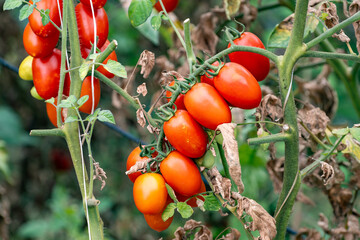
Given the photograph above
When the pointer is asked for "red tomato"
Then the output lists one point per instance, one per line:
(46, 75)
(186, 135)
(51, 112)
(181, 173)
(86, 51)
(179, 102)
(96, 3)
(36, 22)
(192, 201)
(257, 64)
(133, 158)
(37, 46)
(150, 193)
(238, 86)
(86, 25)
(169, 5)
(87, 89)
(206, 106)
(209, 80)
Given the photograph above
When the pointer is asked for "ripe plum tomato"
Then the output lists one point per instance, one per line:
(46, 75)
(155, 220)
(179, 102)
(96, 3)
(86, 25)
(51, 112)
(150, 193)
(192, 201)
(35, 18)
(257, 64)
(37, 46)
(181, 173)
(86, 89)
(206, 106)
(169, 5)
(186, 135)
(238, 86)
(209, 80)
(86, 51)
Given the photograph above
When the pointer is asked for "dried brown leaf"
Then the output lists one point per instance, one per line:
(262, 220)
(147, 62)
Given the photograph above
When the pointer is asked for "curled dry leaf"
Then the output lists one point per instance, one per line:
(147, 62)
(262, 220)
(232, 153)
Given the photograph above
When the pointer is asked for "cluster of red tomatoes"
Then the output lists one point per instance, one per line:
(43, 64)
(206, 105)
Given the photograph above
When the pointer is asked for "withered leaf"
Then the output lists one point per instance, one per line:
(147, 62)
(262, 220)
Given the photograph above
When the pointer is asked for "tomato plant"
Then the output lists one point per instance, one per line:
(181, 173)
(46, 75)
(35, 19)
(150, 193)
(37, 46)
(206, 106)
(86, 25)
(238, 86)
(186, 135)
(257, 64)
(90, 88)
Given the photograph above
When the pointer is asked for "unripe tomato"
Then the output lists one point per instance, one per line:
(46, 75)
(37, 46)
(86, 51)
(35, 19)
(238, 86)
(186, 135)
(96, 3)
(206, 106)
(179, 102)
(150, 193)
(257, 64)
(181, 173)
(86, 25)
(25, 69)
(87, 89)
(51, 112)
(169, 5)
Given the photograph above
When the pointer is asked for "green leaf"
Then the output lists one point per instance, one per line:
(139, 11)
(26, 11)
(116, 68)
(82, 100)
(11, 4)
(156, 22)
(184, 209)
(106, 116)
(211, 203)
(169, 211)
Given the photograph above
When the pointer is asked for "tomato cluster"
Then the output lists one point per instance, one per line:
(43, 64)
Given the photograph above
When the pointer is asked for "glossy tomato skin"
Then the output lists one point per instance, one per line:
(186, 135)
(35, 18)
(181, 173)
(96, 3)
(238, 86)
(86, 89)
(86, 25)
(258, 65)
(86, 51)
(37, 46)
(46, 75)
(150, 193)
(206, 106)
(169, 5)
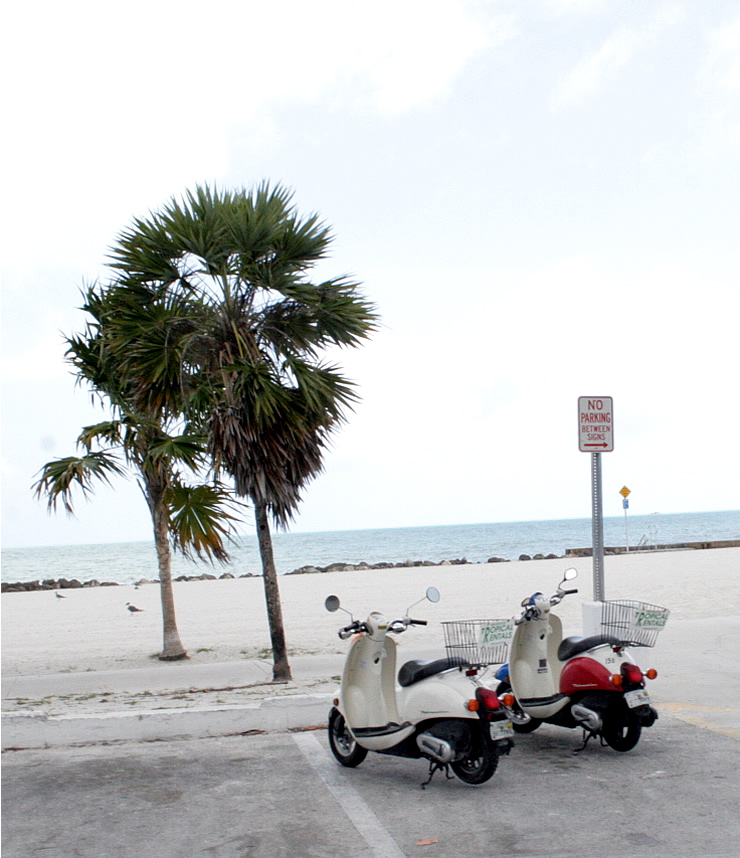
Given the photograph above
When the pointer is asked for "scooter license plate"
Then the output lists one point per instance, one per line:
(637, 698)
(501, 730)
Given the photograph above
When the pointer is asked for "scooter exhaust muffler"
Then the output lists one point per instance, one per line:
(586, 717)
(434, 747)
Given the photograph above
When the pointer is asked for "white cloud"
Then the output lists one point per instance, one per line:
(597, 69)
(602, 67)
(719, 81)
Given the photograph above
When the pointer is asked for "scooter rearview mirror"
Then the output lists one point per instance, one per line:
(332, 604)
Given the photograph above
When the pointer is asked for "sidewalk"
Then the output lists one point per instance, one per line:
(177, 701)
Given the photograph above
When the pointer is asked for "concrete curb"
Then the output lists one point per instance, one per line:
(35, 729)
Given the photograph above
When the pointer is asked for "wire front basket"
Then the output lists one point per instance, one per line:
(479, 641)
(634, 623)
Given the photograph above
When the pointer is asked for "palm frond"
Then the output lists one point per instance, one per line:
(200, 520)
(59, 477)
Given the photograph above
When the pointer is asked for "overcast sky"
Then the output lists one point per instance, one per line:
(540, 197)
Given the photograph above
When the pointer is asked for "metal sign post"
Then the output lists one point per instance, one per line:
(625, 492)
(597, 527)
(596, 436)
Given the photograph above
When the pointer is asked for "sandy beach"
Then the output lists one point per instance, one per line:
(222, 621)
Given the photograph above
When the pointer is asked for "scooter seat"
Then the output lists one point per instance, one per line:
(575, 645)
(417, 669)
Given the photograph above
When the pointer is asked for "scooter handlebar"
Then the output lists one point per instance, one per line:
(351, 629)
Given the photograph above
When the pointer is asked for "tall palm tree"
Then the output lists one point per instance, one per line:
(267, 399)
(195, 518)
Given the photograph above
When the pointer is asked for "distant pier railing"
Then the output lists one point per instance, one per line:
(674, 546)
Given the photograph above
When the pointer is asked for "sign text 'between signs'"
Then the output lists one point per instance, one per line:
(595, 424)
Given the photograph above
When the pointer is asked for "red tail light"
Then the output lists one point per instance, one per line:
(632, 674)
(487, 698)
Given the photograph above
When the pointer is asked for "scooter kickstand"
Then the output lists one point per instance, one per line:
(587, 736)
(435, 766)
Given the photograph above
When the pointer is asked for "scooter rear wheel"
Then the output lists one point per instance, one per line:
(480, 765)
(621, 729)
(342, 743)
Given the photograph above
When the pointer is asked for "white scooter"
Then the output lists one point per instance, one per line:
(591, 682)
(438, 711)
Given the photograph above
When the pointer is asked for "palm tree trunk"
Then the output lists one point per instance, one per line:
(280, 668)
(172, 649)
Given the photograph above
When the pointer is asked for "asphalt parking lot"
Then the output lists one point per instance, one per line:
(282, 794)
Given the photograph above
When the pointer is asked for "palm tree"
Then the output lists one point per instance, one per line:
(267, 398)
(141, 436)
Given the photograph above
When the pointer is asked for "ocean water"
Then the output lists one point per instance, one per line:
(128, 562)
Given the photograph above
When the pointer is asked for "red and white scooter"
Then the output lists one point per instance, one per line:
(591, 682)
(433, 709)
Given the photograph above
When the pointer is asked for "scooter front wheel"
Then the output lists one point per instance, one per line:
(342, 743)
(480, 764)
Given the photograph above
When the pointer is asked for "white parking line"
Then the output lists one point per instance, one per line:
(381, 844)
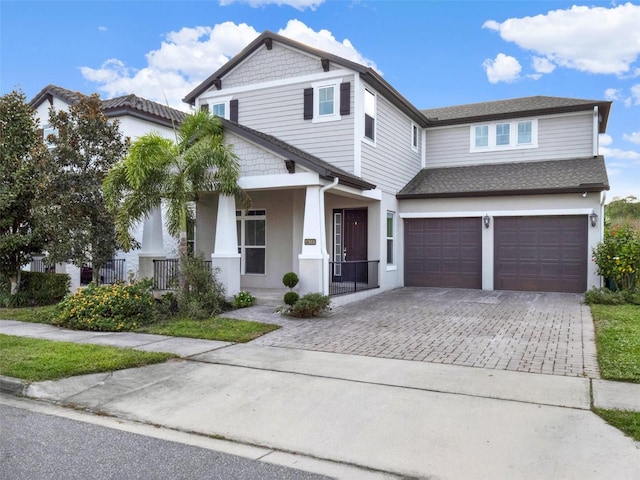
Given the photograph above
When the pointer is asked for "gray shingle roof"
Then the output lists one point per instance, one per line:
(555, 176)
(512, 108)
(115, 107)
(313, 163)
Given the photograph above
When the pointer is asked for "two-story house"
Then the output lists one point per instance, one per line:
(136, 116)
(353, 187)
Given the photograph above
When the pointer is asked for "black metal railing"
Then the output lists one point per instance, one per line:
(166, 273)
(351, 277)
(113, 271)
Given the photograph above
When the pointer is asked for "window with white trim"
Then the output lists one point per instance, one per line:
(390, 237)
(414, 137)
(517, 134)
(252, 240)
(369, 114)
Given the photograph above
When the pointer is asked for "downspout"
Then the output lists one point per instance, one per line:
(323, 237)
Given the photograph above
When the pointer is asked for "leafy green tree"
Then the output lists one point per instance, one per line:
(157, 169)
(86, 146)
(24, 172)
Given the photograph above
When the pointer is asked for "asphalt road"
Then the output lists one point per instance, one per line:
(37, 446)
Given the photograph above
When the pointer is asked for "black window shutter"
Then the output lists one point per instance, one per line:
(233, 113)
(345, 98)
(308, 103)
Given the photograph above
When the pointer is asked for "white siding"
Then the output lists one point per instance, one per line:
(391, 163)
(268, 65)
(562, 136)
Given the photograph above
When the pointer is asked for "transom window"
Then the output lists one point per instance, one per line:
(504, 136)
(252, 240)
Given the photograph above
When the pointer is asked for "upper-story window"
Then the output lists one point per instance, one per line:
(504, 136)
(369, 115)
(414, 137)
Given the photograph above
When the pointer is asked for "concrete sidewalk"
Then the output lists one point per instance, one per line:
(410, 419)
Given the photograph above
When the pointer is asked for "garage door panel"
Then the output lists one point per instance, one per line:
(445, 252)
(541, 253)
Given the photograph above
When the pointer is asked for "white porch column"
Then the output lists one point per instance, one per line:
(152, 243)
(313, 257)
(225, 254)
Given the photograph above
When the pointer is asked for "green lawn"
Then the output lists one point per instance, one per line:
(618, 341)
(37, 360)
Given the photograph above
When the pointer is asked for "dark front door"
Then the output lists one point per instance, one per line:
(350, 245)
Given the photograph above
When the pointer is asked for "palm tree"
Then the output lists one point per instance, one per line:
(157, 169)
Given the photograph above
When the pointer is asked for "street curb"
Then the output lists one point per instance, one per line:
(13, 386)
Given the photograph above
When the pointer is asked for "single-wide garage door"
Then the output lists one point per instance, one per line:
(546, 254)
(443, 252)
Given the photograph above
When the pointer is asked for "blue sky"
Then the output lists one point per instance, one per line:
(436, 53)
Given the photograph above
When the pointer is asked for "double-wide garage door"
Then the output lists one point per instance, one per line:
(543, 253)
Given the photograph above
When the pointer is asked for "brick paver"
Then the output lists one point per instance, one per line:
(548, 333)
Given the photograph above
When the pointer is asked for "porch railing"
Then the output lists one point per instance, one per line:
(112, 271)
(351, 277)
(166, 273)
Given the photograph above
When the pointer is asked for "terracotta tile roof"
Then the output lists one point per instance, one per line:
(554, 176)
(119, 106)
(512, 108)
(288, 151)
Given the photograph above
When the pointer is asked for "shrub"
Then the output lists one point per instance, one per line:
(310, 305)
(201, 294)
(290, 298)
(618, 257)
(107, 308)
(290, 279)
(243, 299)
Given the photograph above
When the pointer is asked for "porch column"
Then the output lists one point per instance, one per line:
(313, 256)
(225, 254)
(152, 243)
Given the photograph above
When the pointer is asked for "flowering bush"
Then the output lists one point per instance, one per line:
(618, 257)
(108, 308)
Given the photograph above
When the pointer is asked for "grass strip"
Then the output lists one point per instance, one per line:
(618, 341)
(217, 328)
(36, 360)
(627, 422)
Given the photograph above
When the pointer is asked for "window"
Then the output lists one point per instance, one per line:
(369, 115)
(482, 136)
(218, 109)
(251, 231)
(502, 134)
(519, 134)
(390, 235)
(524, 133)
------------
Your instructions: For each line of the data that includes the word "concrete", return a copy of it.

Solved exercise:
When the pointer is asked for "concrete curb"
When the pointer is asked for "concrete sidewalk"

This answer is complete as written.